Object position labeling records:

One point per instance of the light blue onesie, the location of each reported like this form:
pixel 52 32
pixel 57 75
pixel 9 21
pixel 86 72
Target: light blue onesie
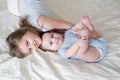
pixel 70 38
pixel 33 9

» **TASK STATEMENT**: Write out all the records again, switching "light blue onesie" to "gray hoodie" and keeping everything else the same. Omit the pictures.

» **ANSWER TO THIS EXERCISE**:
One point per instance of the gray hoodie, the location of each reported like this form:
pixel 52 32
pixel 57 75
pixel 9 21
pixel 86 72
Target: gray hoodie
pixel 70 38
pixel 33 9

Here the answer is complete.